> [RECORDS FOR THIS TASK]
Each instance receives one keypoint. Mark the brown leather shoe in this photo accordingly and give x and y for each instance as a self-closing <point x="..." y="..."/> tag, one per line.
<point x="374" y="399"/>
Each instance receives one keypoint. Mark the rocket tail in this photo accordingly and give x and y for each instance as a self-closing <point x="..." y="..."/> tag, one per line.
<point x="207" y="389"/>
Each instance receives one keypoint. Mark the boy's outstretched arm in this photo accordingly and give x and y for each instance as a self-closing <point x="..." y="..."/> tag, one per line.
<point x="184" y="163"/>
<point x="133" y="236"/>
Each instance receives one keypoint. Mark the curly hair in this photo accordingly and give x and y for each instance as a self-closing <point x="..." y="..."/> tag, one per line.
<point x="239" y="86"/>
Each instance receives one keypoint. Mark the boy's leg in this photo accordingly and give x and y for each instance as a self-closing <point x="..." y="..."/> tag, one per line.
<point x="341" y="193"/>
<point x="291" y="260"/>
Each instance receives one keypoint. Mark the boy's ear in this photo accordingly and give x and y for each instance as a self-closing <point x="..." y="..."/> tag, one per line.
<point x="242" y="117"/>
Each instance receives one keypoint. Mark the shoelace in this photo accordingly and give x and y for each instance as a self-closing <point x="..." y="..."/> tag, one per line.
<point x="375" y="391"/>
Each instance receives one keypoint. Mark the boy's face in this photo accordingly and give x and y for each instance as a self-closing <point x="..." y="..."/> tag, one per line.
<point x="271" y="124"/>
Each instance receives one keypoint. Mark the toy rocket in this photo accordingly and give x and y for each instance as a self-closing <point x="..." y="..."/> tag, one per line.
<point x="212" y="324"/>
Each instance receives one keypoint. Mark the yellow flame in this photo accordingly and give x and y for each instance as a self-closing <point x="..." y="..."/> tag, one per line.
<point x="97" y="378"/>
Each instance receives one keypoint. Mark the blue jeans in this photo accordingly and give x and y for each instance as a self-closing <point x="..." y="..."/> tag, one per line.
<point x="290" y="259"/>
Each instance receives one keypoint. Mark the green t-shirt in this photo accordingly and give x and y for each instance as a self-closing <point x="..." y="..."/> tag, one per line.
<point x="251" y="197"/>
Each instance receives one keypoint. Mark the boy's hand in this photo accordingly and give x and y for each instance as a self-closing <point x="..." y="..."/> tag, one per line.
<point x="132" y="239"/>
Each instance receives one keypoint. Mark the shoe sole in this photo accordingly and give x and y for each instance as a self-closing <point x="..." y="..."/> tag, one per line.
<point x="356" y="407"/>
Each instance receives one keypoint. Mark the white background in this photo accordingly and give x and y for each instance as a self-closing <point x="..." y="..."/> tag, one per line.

* * *

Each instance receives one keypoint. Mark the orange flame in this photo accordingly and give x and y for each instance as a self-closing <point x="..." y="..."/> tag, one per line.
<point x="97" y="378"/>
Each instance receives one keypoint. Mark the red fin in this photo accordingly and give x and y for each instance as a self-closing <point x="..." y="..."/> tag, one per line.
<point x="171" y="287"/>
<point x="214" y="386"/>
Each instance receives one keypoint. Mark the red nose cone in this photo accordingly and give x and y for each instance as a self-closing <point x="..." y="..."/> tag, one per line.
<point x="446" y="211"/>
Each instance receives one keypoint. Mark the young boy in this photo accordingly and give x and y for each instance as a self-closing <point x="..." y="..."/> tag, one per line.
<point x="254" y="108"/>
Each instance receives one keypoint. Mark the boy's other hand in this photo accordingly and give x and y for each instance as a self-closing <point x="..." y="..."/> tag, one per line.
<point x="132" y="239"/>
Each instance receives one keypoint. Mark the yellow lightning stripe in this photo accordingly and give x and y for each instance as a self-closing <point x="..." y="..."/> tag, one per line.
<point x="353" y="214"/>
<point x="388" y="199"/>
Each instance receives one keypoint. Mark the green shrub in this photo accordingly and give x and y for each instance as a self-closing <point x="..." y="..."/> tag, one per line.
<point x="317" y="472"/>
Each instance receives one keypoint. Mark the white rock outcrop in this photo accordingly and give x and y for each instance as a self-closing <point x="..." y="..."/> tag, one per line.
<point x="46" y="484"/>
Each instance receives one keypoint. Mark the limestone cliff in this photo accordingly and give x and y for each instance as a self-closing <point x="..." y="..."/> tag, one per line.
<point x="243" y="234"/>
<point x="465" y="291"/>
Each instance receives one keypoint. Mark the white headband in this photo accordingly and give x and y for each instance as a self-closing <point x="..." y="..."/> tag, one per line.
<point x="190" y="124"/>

> [WHAT TO PRODUCE] Rename "keypoint" to "landmark" throughout the data, from the line with "Each instance receives one keypoint. Mark the boy's hand" up to and including the line with "Each instance receives one keypoint. Mark the white background". Give only those lines, with everything else unchanged.

> [COMPLETED TASK]
Each instance receives one landmark. Mark the boy's hand in this photo accordingly and give x and y for each instance as a self-closing <point x="..." y="..."/> tag, one per line.
<point x="132" y="239"/>
Each instance receives one landmark. Mark the shoe sole in this photo accordingly and give x and y for each instance as a self-closing <point x="..." y="..."/> tag, one per line.
<point x="356" y="407"/>
Each instance receives one landmark. Mark the white background in this photo accordingly and give x and y for each instance as a self-closing <point x="..." y="..."/> tag, one per line.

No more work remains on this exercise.